## [Exercise task 1]
In the excerpt on DropConnect, what name is given to the method of applying MCDC to only a select number of layers?

## [Page excerpt]
▼
Uncertainty estimation in neural networks is a compute-intensive process, even using simple approximations like Monte Carlo Dropout [7] and Monte Carlo DropConnect(MCDC)[8]. In this paper, we propose a modified MCDC, that has significant computational gains over a vanilla MCDC implementation.

In this work we explore how to reduce the computational requirements to make forward passes of a DropConnect enabled network, and observe some interesting results. Applying DropConnect to a network improves its accuracy compared to a baseline without DropConnect, and the magnitude of the improvement varies with the number of layers using DropConnect. We expected that the performance in terms of uncertainty quality and accuracy would be the best with a fully DropConnect network, but our results show that using less DropConnect layers performs best, with minimal differences in the quality of uncertainty. We make the following contributions:

•

We identify that there is a significant computational speedup in applying MCDC to only a select number of layers with marginal loss in uncertainty quality. We call this method Select-DC.
•

We find that the best model performance in terms of accuracy happens with partial usage of DropConnect across the network, not with a full DropConnect one, which we believe is unexpected.
•

In contrast to our expectation, we find that networks with DropConnect applied to select number of layers do not observe significant changes in uncertainty estimation quality.
•

We characterize the trade-off between the number of layers MCDC is applied to, and model performance.
•

We find that DropConnect can be enabled at inference on select layers from the network’s output with minimal loss in accuracy and uncertainty quality, enabling dynamic use of DropConnect without network retraining.

1.1 Related Work

Neural networks with their large number of parameters render the task of predicting the posterior distribution intractable. There has been extensive research on Bayesian neural networks [6] [9] and Monte-Carlo sampling for uncertainty estimation in deep learning. While exact Bayesian inference is intractable due to computational costs and challenging inference, several studies have been conducted on approximate methods using deterministic approaches. [7] developed a theoretical framework and demonstrated the mathematical equivalence of Dropout training in an arbitrary neutral network with approximate Bayesian inference in deep Gaussian processes [10]. The prediction ensemble is generated by keeping drop-out at test time. Similar approximations can be done using DropConnect[8]. They also introduce an adaptive approach to model the irreducible noise using held-out validation. This proposed a scalable alternative to mean-field variational inference methods, such as Radial BNNs [11] and Bayes by Back-prop[12]. While these class of methods that use Monte-Carlo(MC) sampling work well with estimating the multi-modal distribution, they cannot represent data uncertainty. While a solution that fine-tunes dropout rates has been proposed [13], [14] discusses examples where this method fails to generate correct predictions.
▲
## [Provided data]
▼
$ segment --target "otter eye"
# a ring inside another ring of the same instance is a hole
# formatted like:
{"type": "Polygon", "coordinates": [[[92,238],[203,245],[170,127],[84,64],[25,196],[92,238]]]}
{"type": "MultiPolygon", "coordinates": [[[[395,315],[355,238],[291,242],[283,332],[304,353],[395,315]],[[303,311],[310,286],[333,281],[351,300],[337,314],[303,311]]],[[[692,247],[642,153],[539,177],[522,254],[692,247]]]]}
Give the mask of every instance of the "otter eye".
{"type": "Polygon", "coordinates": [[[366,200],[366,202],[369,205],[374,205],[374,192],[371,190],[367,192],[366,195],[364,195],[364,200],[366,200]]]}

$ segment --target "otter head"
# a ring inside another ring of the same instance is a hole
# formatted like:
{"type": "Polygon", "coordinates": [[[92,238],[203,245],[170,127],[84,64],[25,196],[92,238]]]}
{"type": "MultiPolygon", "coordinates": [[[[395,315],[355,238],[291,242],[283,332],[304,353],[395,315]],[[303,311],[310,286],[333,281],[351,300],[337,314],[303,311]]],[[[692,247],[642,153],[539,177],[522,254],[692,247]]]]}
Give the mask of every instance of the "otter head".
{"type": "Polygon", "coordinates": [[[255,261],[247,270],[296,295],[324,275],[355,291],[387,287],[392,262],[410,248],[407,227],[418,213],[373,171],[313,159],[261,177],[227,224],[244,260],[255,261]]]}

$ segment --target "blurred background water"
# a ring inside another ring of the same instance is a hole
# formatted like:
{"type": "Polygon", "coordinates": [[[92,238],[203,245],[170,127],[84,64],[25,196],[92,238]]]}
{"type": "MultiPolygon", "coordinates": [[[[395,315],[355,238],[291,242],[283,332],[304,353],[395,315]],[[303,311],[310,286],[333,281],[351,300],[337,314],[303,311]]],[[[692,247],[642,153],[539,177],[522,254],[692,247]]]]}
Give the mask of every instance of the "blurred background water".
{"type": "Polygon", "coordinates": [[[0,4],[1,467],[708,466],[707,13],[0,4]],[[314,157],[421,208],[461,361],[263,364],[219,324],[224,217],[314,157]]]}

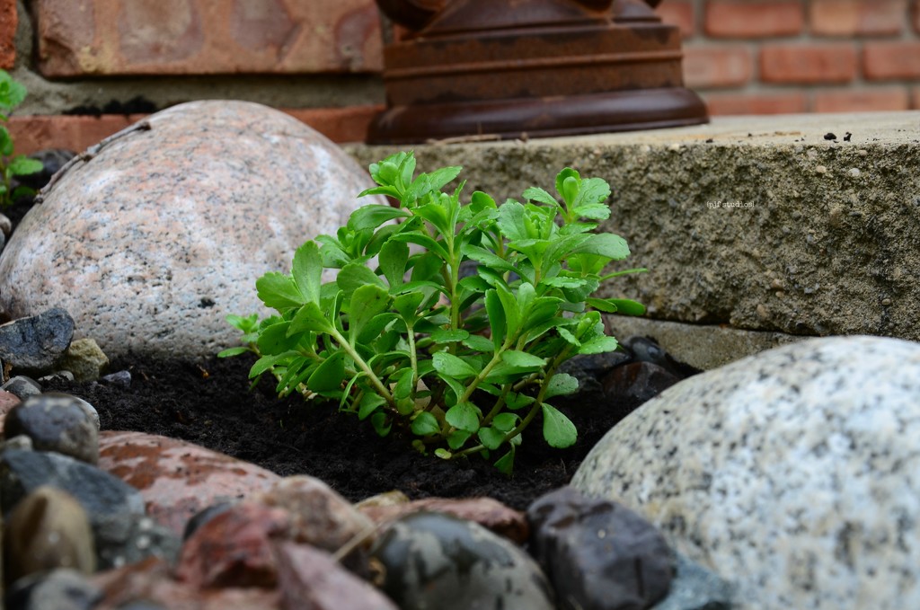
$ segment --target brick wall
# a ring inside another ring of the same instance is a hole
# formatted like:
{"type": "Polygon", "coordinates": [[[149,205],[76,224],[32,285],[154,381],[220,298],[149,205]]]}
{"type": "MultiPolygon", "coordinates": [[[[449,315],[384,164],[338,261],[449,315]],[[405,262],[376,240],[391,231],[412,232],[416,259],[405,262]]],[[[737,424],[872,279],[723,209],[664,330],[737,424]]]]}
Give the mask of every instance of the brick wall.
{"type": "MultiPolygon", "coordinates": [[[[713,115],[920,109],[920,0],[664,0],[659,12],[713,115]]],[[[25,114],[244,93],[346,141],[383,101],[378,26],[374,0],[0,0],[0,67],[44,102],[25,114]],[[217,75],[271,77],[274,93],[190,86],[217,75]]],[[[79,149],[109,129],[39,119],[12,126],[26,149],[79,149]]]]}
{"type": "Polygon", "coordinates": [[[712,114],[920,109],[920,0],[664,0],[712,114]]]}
▲
▼
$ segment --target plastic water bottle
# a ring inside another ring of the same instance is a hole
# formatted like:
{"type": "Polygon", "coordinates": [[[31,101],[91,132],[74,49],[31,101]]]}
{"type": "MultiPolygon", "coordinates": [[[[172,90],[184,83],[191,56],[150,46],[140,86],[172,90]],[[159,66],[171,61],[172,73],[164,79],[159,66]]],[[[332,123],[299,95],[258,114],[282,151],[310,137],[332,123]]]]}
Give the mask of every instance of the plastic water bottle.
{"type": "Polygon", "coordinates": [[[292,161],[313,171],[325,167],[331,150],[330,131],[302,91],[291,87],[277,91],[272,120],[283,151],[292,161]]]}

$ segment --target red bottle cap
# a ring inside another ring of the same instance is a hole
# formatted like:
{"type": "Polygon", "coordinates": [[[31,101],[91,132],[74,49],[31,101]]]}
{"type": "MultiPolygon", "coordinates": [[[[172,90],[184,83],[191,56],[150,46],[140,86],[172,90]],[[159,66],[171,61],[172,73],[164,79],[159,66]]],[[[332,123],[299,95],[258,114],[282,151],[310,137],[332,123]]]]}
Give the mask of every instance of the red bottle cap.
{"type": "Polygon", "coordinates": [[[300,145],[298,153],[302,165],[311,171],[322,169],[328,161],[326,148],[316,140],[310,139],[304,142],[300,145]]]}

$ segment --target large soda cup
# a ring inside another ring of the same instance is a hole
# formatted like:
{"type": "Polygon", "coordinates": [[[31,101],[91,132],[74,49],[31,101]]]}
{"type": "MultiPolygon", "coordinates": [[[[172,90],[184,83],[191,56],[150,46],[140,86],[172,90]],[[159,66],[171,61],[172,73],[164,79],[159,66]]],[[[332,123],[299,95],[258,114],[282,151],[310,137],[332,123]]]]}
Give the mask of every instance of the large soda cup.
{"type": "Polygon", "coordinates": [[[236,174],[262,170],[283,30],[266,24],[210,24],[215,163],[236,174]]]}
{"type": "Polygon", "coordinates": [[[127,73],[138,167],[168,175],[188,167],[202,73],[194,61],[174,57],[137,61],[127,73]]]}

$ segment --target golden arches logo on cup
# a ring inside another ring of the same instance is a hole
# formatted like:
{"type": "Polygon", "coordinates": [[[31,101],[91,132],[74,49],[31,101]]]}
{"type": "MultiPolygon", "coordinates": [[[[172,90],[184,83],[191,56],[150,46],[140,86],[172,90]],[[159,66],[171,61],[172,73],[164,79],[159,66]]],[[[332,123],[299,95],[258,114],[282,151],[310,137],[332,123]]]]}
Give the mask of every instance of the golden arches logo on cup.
▲
## [Exercise task 2]
Retype the records from the line that contains "--target red bottle cap" through the line that contains "Give the mask of every instance of the red", including both of those lines.

## [Expected answer 1]
Select-DC

## [Expected answer 2]
$ segment --target red bottle cap
# a ring inside another ring of the same instance is a hole
# formatted like:
{"type": "Polygon", "coordinates": [[[31,101],[91,132],[74,49],[31,101]]]}
{"type": "MultiPolygon", "coordinates": [[[[172,90],[184,83],[191,56],[150,46],[140,86],[172,90]],[[159,66],[171,61],[172,73],[164,79],[159,66]]],[[[332,123],[299,95],[258,114],[282,151],[310,137],[332,123]]]]}
Give the mask of every instance of the red bottle cap.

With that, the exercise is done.